Stated exercise
Give the stretch of the listing from the line containing "--target blue sky" through the line containing "M 170 102 L" as a JSON list of strings, one per line, skipping blank lines. Leave the pictures out.

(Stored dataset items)
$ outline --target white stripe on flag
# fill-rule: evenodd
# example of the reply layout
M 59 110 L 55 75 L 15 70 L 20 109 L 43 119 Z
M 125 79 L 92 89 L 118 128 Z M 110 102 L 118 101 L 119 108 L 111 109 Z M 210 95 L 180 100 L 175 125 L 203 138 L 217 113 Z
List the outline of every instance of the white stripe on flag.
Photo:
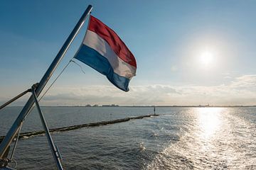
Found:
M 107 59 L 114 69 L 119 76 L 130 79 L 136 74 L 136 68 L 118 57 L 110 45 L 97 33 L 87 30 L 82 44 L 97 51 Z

--

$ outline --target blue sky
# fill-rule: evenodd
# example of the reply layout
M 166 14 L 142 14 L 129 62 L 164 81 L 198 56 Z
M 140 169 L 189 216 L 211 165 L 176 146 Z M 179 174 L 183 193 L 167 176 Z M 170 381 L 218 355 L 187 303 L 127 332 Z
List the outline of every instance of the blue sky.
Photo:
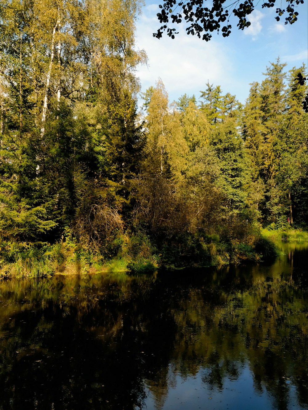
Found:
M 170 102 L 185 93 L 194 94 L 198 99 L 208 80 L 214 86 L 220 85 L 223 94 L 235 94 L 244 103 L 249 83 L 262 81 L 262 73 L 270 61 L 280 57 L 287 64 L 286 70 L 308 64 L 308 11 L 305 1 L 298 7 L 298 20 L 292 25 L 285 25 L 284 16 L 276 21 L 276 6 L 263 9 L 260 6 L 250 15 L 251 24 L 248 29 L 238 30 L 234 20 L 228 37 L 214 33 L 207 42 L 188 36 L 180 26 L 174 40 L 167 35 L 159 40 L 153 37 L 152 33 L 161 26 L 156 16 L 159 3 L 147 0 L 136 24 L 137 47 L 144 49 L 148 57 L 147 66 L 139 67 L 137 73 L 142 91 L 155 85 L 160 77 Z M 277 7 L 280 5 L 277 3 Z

Final result
[
  "$ outline --target blue sky",
  "# fill-rule: evenodd",
  "# example of the reply layout",
  "M 166 14 L 142 14 L 129 62 L 164 81 L 198 56 Z",
  "M 140 169 L 189 216 L 211 165 L 176 146 Z M 179 174 L 183 193 L 167 176 Z M 170 381 L 218 355 L 187 303 L 127 332 Z",
  "List the outline of every instance of the blue sky.",
  "Photo:",
  "Found:",
  "M 170 102 L 185 93 L 194 94 L 198 99 L 208 80 L 214 86 L 220 85 L 223 94 L 235 94 L 244 103 L 249 83 L 262 81 L 262 73 L 270 61 L 280 57 L 287 64 L 286 70 L 308 64 L 308 11 L 305 1 L 298 7 L 298 20 L 292 25 L 285 25 L 284 16 L 276 21 L 276 6 L 263 9 L 260 6 L 250 15 L 251 24 L 248 29 L 238 30 L 234 20 L 228 37 L 214 33 L 207 42 L 188 36 L 180 26 L 174 40 L 167 35 L 159 40 L 153 37 L 152 33 L 161 26 L 156 16 L 159 3 L 147 0 L 136 24 L 137 47 L 144 49 L 148 57 L 147 66 L 139 67 L 137 73 L 142 91 L 155 85 L 160 77 Z M 277 7 L 280 5 L 277 3 Z"
]